-- begin --

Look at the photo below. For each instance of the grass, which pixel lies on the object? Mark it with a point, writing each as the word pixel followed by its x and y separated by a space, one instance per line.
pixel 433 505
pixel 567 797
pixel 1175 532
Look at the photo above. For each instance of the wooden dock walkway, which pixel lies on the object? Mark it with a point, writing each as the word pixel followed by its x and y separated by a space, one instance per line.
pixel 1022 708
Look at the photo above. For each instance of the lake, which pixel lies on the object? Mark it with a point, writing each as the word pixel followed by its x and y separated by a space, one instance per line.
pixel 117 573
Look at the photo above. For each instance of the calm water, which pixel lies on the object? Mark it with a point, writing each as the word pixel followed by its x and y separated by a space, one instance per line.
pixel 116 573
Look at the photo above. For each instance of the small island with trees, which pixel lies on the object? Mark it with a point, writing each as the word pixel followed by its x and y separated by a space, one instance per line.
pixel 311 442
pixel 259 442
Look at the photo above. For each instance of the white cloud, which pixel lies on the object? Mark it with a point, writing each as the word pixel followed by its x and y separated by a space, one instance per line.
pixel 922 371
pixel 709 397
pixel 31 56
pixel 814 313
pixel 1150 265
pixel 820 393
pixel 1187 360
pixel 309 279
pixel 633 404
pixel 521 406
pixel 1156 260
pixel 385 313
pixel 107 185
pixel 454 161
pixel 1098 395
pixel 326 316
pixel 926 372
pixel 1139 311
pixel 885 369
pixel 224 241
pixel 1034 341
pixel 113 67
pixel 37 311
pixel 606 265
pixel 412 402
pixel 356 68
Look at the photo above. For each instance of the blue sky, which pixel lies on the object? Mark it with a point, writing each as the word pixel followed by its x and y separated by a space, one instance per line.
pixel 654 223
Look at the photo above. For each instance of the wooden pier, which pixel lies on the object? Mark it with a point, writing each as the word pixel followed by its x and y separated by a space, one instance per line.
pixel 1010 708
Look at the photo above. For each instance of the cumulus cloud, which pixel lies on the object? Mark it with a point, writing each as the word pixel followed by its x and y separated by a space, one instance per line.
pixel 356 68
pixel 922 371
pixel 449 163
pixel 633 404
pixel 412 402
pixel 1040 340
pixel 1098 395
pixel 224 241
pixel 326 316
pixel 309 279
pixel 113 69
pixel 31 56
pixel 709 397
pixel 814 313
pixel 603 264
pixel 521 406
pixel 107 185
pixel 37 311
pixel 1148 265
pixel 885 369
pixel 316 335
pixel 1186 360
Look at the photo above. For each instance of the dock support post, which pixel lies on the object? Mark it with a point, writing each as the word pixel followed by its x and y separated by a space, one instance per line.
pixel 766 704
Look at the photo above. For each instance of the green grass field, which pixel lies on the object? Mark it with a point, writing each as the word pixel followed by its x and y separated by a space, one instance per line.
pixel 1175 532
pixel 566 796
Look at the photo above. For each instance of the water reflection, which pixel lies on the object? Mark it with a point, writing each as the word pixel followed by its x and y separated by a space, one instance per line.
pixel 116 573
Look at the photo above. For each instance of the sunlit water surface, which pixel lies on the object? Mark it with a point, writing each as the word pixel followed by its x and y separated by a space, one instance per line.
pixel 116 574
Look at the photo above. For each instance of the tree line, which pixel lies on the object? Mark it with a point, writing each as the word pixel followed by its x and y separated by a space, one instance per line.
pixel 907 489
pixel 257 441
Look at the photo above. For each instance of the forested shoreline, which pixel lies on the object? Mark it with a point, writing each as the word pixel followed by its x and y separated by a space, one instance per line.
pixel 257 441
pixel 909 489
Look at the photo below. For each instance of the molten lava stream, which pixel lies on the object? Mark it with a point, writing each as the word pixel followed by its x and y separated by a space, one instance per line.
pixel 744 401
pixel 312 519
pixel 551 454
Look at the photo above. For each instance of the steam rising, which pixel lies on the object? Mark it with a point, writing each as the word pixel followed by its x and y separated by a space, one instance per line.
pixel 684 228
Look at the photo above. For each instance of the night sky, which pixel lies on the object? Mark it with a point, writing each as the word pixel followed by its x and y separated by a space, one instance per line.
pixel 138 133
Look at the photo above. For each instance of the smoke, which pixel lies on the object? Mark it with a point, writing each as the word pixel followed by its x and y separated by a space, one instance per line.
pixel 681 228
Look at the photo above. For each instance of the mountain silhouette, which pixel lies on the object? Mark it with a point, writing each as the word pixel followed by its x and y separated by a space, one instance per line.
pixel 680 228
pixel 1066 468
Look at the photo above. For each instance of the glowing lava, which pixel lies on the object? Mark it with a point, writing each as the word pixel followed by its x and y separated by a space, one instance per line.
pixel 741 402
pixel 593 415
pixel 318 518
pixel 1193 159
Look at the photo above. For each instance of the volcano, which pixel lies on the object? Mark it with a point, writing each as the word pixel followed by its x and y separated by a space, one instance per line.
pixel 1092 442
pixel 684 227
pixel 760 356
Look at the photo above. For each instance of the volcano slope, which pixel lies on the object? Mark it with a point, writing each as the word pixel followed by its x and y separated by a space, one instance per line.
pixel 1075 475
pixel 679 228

-- end --

INSTRUCTIONS TO FOLLOW |
Render every line of the material above as a numbered list, omitting any blank lines.

RESULT OF THIS TASK |
1. Look at the photo below. For each instance of the grass, which pixel lies on the object? Mark it with a point, writing each as the word pixel followed by its x and y separated by a space, one instance per line.
2. pixel 433 505
3. pixel 567 797
4. pixel 1175 532
5. Look at the photo above. For each instance of the wooden dock walkway, which pixel lies on the object? Mark it with a point, writing each as the word pixel followed by its x and y separated by a space, one instance per line.
6. pixel 1022 708
7. Look at the photo above. For each instance of the lake, which pixel lies on the object? Mark it with a point, writing each as the word pixel followed by its x and y separated by a space, one instance per line.
8. pixel 117 573
9. Look at the photo above. For each instance of the calm water, which pixel lies on the object? Mark it with a point, writing each as the word pixel followed by its x and y separated by a space, one instance per line.
10. pixel 116 573
11. Look at the photo above. For each instance of the small island with trees, which pixel lies on the object? Mark it with a point, writing each as the word pixel followed by its x and y separated by a space, one instance per line.
12. pixel 311 442
13. pixel 259 442
14. Look at the photo above. For each instance of the white cloud, which pixel lies on the object? Mark it with a point, writing each as the word pixel followed by its x and y separated by a space, one instance per line.
15. pixel 922 371
16. pixel 709 397
17. pixel 31 56
18. pixel 814 313
19. pixel 1150 265
20. pixel 820 393
21. pixel 1187 360
22. pixel 309 279
23. pixel 633 404
24. pixel 521 406
25. pixel 1156 260
26. pixel 385 313
27. pixel 107 185
28. pixel 454 161
29. pixel 1098 395
30. pixel 326 316
31. pixel 926 372
32. pixel 1139 311
33. pixel 885 369
34. pixel 224 241
35. pixel 1034 341
36. pixel 113 67
37. pixel 37 311
38. pixel 606 265
39. pixel 412 402
40. pixel 356 68
41. Look at the photo above. For each instance of the blue sky, which pixel lies on the object? Mark it with a point, writing each as the word pixel followed by its x and y separated by a space, one instance per line.
42. pixel 654 223
43. Look at the photo above. For each instance of the wooden pier, which pixel lies on the object? Mark it with a point, writing each as the word pixel followed by its x and y separated by a space, one instance per line.
44. pixel 1010 708
45. Look at the photo above. For each instance of the cumulus cloud, which pixel lies on the object? Mark it with a point, writing each as the word pixel followed by its x and y separated by a space, one instance per line.
46. pixel 356 68
47. pixel 922 371
48. pixel 449 163
49. pixel 633 404
50. pixel 412 402
51. pixel 1040 340
52. pixel 1098 395
53. pixel 224 241
54. pixel 326 316
55. pixel 309 279
56. pixel 113 69
57. pixel 31 56
58. pixel 709 397
59. pixel 814 313
60. pixel 603 264
61. pixel 521 406
62. pixel 107 185
63. pixel 37 311
64. pixel 1148 265
65. pixel 885 369
66. pixel 316 335
67. pixel 1186 360
68. Look at the photo above. For each instance of the dock support post, which pixel lies on the object? Mark it with a point, writing each as the word pixel followed by its x and y separated by a space, one instance per line.
69. pixel 766 704
70. Look at the photo above. For each instance of the green grass field, which pixel lies on the object? Mark it with a point, writing each as the word pixel followed by its x and y separated by a space, one instance per line.
71. pixel 1175 532
72. pixel 566 796
73. Look at the photo above. For each instance of the water reflection, which pixel lies on the object? Mark it with a point, writing each as the word pixel followed by its x and y separated by a space, one instance per line.
74. pixel 116 573
75. Look at the photo above. For each instance of the sunlit water surface, which pixel lies on the object? Mark it with a point, writing each as the word pixel followed by its x and y separated by a space, one instance per line.
76. pixel 116 574
77. Look at the photo above. For each instance of the tree line, which pixel lies on the object? Mark it with a point, writing each as the word pixel followed by its x and y separated by a space, one instance per line.
78. pixel 907 489
79. pixel 257 441
80. Look at the photo above. For each instance of the forested shoreline, which pixel lies on the object? Mark it with a point, writing each as the word pixel followed by its x and y separated by a space, one instance per line.
81. pixel 257 441
82. pixel 909 489
83. Look at the photo below. For each instance of the molten lava stream, which pixel lies on the object? Mark it with a point, writing each as the word pixel followed by its x and y separated by a space, one instance per line.
84. pixel 744 401
85. pixel 312 519
86. pixel 551 454
87. Look at the photo above. For each instance of the steam rising, which pixel lies on the object? Mark it with a point, writing each as the word pixel followed by its x and y separated by a space, one instance per line.
88. pixel 684 228
89. Look at the photo above. For each instance of the night sky, which pixel lies on the object? Mark it with a point, writing each as the word pixel followed by its x and y separated by a space, one instance per line.
90. pixel 138 133
91. Look at the photo above. For each instance of the smoke, which pixel lies on the object? Mark it with a point, writing each as the word pixel followed by its x and y separated by a space, one instance per line.
92. pixel 681 228
93. Look at the photo above. For each instance of the mountain silhouette, which pixel lies on the object? Mark it with a point, writing each as the word pixel followed by its x and y separated by a space, one instance per line.
94. pixel 680 228
95. pixel 1066 468
96. Look at the photo above. For each instance of the glowing lava, which pixel lies on the object? Mark it with a point, writing each as the word pixel followed by its x and y separated by a space, one instance per line.
97. pixel 741 402
98. pixel 593 415
99. pixel 318 518
100. pixel 1193 159
101. Look at the photo above. For each instance of the volcano, which pixel lies on the object? Mark it with a point, writing each as the word pixel followed by its x and y separated by a space, one instance per line.
102. pixel 1092 442
103. pixel 684 227
104. pixel 760 356
105. Look at the photo above. For each instance of the volcano slope, which pixel lies on the object? Mark it with a point, writing each as the word pixel followed by its x and y separated by a space, one instance per line.
106. pixel 1075 475
107. pixel 679 228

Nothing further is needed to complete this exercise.